August 03, 2006

I was a Prince of Egypt



I was a Prince of Egypt. Born into the comfortable privilege of a rural, middle-class, Evangelical community. I was provided with a wonderful home and amazing parents who loved me. My education was thorough and personal, my gifts and interests encouraged and developed. I learned excellent values, a strong work ethic and a sense of civic and Christian duty.

One day I visited a city and was confronted with human brokenness. I saw poverty, racism, and injustice. I knew it all existed, of course, but never on this scale. Never before I had I been confronted by the systemic reality of a world of exploitation. I was filled with righteous anger against the wicked people who oppressed the pitied poor. I raised my voice in anger, shouting for justice.

But my noble crusade was not met by the cheering admiration of the sullied masses. Rather, I found that the poor were not nobly oppressed, but as likely to exploit each other as they had been exploited. When I called for them to work together for the greater good, I was not met with suport. In fact, I was scoffed at, ignored entirely or challenged harshly. Who was I to speak for them? Who died and made me their champion, pating myself on the back for slumming it, only to return to the comforts of Egypt.

I fled from the poor and Egypt alike. No longer could I attend the cool, comfortable sanctuaries of my easy faith, my own hypocrisy mocking me. Confused and ashamed, I remained distant, flirting with the edges of both worlds, trying to reconcile what I had experienced. Finally, after many years, I made a decision. If I was going divest myself of the pretention of Egypt, I would have to make some real changes.

And so I shifted my life into the inner city neighbourhood I now call home. Rather than a self-proclaimed saviour, I now try to be a true neighbour, sharing the joys and trials of life together. In the end, I can never fully abandon where I came from- I will always be white, always come from a good family, always benefit from my education. Neither would I want to lose everything.

I have come a long way and have much further to go. I have much to learn, but one lesson has become abundantly clear: we are all children of a much greater King of a much great Kingdom and I am no Prince of Egypt.

**SUPPLIED MATERIAL**:
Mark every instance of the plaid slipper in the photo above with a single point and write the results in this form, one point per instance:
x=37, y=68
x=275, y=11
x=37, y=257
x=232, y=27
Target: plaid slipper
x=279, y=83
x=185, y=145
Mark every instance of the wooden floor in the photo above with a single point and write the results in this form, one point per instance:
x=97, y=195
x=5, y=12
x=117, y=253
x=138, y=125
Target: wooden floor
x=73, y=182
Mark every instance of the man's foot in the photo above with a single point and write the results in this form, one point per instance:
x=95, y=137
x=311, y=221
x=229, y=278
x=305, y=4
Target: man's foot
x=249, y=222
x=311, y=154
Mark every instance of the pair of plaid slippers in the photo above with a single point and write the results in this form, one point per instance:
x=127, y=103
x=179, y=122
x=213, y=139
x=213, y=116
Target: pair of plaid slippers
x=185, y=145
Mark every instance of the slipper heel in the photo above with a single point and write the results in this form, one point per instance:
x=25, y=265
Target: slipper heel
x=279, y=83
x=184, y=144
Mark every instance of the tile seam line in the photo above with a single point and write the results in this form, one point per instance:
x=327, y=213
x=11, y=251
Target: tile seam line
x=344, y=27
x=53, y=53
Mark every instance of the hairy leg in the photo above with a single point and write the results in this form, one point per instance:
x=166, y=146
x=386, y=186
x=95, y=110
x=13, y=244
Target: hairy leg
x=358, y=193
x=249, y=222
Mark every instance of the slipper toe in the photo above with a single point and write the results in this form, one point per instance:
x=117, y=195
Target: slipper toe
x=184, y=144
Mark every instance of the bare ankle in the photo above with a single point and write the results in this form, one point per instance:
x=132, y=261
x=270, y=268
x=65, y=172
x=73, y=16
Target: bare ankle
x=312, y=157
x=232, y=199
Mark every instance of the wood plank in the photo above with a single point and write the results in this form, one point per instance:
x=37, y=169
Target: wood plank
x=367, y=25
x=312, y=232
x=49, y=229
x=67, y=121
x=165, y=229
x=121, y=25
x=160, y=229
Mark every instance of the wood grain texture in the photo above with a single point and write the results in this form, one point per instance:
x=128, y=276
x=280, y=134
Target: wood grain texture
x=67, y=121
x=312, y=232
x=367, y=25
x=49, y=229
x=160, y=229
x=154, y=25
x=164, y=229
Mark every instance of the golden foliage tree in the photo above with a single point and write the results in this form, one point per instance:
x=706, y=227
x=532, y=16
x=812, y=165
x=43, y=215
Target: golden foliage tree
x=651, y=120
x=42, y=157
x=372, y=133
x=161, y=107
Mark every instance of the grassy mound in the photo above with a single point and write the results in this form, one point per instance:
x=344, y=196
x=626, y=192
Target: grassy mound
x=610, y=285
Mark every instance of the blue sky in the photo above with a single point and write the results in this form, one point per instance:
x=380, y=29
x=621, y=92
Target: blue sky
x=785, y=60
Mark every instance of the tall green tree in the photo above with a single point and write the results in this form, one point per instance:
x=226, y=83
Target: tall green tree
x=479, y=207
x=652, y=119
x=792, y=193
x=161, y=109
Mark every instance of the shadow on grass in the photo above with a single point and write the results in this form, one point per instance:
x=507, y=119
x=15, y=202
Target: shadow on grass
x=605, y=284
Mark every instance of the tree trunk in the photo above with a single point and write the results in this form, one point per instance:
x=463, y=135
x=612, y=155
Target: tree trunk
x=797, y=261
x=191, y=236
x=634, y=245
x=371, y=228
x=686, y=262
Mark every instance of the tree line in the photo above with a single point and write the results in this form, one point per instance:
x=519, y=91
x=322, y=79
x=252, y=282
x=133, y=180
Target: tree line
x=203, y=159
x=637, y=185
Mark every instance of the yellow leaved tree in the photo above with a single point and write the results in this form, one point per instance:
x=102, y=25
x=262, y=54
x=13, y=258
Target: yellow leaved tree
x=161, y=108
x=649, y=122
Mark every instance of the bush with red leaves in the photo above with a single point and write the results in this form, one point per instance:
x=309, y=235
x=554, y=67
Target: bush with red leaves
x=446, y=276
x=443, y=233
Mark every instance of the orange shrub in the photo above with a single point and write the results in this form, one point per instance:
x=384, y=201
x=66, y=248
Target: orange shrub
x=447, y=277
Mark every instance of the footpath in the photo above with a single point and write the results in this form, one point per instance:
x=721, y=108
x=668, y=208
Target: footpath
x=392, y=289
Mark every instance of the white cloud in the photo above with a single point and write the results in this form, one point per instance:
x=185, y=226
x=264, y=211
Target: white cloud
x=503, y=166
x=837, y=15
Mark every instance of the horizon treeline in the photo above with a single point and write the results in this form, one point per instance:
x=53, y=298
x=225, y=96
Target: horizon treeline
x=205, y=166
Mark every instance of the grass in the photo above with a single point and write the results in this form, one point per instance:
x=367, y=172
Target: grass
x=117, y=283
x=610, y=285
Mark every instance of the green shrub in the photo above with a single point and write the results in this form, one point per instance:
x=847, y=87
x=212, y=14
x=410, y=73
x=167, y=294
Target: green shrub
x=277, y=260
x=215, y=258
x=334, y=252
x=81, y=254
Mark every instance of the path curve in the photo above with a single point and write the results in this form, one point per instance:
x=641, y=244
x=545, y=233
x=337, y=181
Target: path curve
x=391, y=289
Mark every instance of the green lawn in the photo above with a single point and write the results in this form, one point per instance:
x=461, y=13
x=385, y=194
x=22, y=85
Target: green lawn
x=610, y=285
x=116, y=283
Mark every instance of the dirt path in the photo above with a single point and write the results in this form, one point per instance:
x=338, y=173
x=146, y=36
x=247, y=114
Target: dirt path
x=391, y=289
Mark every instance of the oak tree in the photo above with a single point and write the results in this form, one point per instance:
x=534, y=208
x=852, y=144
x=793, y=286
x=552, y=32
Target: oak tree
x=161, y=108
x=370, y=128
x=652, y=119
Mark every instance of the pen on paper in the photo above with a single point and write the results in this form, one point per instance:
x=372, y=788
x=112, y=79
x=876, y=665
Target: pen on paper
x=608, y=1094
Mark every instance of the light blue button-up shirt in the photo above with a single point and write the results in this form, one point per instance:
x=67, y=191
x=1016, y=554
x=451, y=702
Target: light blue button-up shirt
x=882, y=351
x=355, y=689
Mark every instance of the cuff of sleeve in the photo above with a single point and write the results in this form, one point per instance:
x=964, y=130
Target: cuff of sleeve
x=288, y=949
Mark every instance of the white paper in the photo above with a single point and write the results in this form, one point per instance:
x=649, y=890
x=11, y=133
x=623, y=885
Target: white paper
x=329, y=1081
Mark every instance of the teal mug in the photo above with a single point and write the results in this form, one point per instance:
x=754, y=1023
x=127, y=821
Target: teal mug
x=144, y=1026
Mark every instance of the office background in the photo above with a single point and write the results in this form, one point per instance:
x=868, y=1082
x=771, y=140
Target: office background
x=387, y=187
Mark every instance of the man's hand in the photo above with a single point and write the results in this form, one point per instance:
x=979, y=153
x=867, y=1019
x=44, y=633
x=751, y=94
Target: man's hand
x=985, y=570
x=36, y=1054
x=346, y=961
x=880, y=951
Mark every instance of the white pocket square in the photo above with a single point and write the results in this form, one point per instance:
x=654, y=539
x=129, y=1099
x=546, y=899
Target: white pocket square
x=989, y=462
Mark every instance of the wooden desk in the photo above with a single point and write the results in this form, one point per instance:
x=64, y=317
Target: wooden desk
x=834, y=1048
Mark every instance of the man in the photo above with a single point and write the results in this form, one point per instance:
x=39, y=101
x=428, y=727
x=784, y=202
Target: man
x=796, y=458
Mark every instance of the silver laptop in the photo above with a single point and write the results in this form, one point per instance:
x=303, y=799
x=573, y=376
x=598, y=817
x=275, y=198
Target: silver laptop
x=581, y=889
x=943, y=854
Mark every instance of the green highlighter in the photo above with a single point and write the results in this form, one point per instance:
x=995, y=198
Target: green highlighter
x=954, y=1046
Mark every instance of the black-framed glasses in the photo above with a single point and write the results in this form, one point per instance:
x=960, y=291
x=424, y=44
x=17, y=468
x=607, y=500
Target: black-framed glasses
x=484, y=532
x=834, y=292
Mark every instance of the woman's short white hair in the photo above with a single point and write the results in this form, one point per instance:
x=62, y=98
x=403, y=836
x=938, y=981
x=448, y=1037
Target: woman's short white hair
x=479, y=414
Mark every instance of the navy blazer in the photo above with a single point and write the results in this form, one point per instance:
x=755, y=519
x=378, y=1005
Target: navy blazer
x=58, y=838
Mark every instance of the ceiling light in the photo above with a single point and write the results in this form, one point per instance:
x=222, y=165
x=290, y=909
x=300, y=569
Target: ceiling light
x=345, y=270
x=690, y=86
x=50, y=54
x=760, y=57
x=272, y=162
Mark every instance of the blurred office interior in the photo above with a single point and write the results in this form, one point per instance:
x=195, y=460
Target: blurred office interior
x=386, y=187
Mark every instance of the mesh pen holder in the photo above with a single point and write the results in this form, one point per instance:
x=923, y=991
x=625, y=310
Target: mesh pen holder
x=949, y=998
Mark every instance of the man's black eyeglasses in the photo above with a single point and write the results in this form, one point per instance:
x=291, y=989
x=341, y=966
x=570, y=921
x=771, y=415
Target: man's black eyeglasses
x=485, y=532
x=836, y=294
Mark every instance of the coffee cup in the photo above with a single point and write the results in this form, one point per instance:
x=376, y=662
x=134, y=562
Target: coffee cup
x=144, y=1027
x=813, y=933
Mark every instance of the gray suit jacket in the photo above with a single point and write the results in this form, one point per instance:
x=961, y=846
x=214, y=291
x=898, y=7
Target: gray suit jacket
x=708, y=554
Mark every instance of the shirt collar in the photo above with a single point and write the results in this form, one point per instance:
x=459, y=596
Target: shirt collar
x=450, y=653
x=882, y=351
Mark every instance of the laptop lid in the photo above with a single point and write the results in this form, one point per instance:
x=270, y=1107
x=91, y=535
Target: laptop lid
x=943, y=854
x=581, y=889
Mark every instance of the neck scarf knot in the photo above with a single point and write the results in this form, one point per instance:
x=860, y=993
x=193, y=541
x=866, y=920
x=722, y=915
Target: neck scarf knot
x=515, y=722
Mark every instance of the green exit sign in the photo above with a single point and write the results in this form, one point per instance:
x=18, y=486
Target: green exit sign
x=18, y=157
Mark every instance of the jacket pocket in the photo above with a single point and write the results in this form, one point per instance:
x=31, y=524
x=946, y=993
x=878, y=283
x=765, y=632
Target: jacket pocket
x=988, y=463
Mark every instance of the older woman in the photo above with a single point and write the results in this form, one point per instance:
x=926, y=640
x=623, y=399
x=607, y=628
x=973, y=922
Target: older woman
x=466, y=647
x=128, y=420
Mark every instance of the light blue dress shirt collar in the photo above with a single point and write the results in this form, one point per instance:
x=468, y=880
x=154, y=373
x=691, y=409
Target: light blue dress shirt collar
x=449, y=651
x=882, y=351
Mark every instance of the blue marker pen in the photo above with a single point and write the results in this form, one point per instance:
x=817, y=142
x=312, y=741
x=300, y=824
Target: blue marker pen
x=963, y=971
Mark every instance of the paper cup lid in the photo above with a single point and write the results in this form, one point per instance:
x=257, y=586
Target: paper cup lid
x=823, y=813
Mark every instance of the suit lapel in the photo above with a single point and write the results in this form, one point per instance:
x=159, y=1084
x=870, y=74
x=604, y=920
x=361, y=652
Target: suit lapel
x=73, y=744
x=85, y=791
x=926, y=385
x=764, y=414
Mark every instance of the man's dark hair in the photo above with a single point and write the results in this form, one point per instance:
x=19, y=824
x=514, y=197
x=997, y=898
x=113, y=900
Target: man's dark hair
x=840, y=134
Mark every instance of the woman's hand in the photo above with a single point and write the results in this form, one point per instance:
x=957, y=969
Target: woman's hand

**SET TASKS**:
1. In the Prince of Egypt post, what does the writer now try to be instead of a self-proclaimed saviour?
2. Update the records from their first line through the line with "x=73, y=182", changing "wooden floor" to "oak floor", and return only those lines.

**RESPONSES FOR EACH TASK**:
1. A true neighbour, sharing the joys and trials of life together.

2.
Mark every instance of the plaid slipper in the photo above with a single point and write the results in this form, one point per instance:
x=37, y=68
x=275, y=11
x=37, y=257
x=232, y=27
Target: plaid slipper
x=279, y=83
x=185, y=145
Mark every instance of the oak floor in the photo above with a single point and write the results in this form, one point per instance:
x=97, y=195
x=5, y=12
x=117, y=253
x=138, y=125
Target: oak floor
x=73, y=182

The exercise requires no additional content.